AIM - Write out the material below exactly, beginning at the line that contains "Target: curved beak" and ending with its last line, both ends included; write nothing else.

-- begin WORKING DATA --

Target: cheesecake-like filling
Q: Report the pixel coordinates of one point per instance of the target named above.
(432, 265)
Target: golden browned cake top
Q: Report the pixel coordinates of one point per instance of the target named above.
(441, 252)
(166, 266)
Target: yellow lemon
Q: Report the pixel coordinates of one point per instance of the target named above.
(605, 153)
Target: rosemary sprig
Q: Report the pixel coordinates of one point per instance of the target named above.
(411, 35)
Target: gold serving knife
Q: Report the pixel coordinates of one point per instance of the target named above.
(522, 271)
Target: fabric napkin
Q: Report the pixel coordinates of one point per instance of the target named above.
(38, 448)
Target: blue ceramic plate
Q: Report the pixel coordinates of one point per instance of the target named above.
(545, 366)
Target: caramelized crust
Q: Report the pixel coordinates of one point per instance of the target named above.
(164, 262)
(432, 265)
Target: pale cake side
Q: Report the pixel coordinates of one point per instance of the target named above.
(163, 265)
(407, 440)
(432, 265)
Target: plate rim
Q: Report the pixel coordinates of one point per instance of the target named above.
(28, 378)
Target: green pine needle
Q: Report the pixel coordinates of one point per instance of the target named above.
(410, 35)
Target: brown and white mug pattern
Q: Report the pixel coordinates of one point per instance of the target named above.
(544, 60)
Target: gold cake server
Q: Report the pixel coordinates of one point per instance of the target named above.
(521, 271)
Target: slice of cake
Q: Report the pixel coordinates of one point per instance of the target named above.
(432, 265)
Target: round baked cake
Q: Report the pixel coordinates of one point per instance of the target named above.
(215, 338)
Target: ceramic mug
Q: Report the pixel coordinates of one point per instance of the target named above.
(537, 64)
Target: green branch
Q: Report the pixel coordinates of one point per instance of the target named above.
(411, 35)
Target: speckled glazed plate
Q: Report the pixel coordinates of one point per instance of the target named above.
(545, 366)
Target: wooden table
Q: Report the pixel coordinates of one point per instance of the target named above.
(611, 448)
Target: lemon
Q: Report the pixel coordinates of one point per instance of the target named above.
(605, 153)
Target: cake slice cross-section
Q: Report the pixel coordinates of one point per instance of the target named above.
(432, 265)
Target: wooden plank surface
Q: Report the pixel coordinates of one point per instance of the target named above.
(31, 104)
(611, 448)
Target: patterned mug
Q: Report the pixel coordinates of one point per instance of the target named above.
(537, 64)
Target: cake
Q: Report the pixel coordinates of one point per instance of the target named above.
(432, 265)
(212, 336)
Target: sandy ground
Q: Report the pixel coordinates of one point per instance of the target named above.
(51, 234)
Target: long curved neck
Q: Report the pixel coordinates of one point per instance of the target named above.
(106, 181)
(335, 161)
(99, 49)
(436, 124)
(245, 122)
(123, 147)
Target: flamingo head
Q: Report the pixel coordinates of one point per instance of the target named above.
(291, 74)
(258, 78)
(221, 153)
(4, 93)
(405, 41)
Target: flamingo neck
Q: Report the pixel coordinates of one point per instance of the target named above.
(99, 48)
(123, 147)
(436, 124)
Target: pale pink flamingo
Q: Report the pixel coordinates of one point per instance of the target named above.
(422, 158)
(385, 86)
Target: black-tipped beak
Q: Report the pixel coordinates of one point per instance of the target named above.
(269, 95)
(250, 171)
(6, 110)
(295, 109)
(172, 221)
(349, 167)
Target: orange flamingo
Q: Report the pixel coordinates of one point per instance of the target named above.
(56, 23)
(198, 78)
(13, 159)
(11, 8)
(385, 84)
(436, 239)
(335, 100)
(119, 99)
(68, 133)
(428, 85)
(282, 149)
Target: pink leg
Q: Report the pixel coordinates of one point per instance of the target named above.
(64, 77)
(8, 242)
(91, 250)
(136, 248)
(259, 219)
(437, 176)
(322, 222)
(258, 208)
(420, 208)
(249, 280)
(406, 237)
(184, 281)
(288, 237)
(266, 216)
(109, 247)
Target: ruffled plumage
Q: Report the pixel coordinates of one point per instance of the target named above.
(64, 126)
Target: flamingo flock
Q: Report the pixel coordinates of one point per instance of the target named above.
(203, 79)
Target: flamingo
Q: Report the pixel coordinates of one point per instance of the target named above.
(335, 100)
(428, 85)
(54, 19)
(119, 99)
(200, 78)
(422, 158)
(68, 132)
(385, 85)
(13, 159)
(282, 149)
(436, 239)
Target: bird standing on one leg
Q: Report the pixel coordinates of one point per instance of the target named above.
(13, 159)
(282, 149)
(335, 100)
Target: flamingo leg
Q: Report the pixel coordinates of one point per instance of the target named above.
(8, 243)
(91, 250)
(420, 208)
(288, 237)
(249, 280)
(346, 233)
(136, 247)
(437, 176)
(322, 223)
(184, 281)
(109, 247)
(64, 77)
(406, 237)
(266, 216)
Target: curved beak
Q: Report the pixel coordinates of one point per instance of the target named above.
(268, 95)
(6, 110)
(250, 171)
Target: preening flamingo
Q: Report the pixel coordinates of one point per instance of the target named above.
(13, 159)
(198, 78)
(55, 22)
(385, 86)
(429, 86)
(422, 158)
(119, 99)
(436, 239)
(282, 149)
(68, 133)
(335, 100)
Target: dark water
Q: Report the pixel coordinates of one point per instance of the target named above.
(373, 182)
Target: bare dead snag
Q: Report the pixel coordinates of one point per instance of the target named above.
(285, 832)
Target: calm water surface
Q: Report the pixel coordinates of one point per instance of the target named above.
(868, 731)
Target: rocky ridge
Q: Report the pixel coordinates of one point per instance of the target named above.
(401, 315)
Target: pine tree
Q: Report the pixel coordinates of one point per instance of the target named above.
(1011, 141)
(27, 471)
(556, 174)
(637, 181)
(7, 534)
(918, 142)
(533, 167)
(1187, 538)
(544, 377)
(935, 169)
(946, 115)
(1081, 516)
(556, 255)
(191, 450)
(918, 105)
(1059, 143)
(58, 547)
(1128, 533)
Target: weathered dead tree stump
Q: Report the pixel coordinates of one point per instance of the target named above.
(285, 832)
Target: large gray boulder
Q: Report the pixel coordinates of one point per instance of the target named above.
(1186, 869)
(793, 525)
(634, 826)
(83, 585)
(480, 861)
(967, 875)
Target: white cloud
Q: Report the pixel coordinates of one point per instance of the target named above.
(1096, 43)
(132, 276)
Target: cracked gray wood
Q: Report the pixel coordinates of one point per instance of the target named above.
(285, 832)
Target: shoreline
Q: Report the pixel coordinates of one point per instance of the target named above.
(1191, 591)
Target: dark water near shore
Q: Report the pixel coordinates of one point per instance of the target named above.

-- end WORKING DATA --

ANSWER TO THIS EXERCISE -
Target: curved beak
Q: Report the pixel coordinates of one point per instance of the target named above.
(268, 95)
(6, 110)
(250, 171)
Target: preening flamingo
Q: Report the pixel coordinates of one point per instance of the target named above.
(13, 159)
(198, 78)
(55, 22)
(385, 86)
(429, 86)
(422, 158)
(119, 99)
(436, 239)
(282, 149)
(68, 133)
(335, 100)
Target: dark water
Q: Report the pixel coordinates of one point per instance of the target named above.
(373, 182)
Target: bare dead snag
Q: Report the pixel coordinates of one point per instance of the target named above.
(285, 832)
Target: calm water surface
Q: Report the pixel coordinates of one point per instance of the target named above.
(868, 731)
Target: rocky ridge
Q: Report the pixel coordinates of one point per instance of the target named above.
(401, 315)
Target: pine tree
Q: Report the pixel coordinates of one point per instance of the target named above.
(1011, 141)
(27, 471)
(556, 174)
(637, 181)
(7, 534)
(918, 142)
(533, 167)
(1187, 538)
(544, 377)
(935, 169)
(946, 115)
(1081, 516)
(556, 255)
(191, 450)
(918, 105)
(1059, 143)
(58, 547)
(1128, 533)
Target: weathered dead tree stump
Q: Report the pixel coordinates of one point per instance of the target named above.
(285, 832)
Target: large gray boulder
Q: Report the pixel coordinates of one point per instance of the target named above.
(1186, 869)
(793, 525)
(634, 826)
(83, 585)
(480, 861)
(967, 875)
Target: white cloud
Q: Report the pixel coordinates of one point per instance of the target named above.
(1096, 43)
(132, 276)
Target: cracked gray wood
Q: Report the pixel coordinates of one point per instance of the target named above.
(285, 832)
Target: shoreline
Q: Report the pixel coordinates of one point per instance of the target named above.
(1191, 591)
Target: dark water near shore
Q: Report the pixel coordinates of one point per instance of the target named above.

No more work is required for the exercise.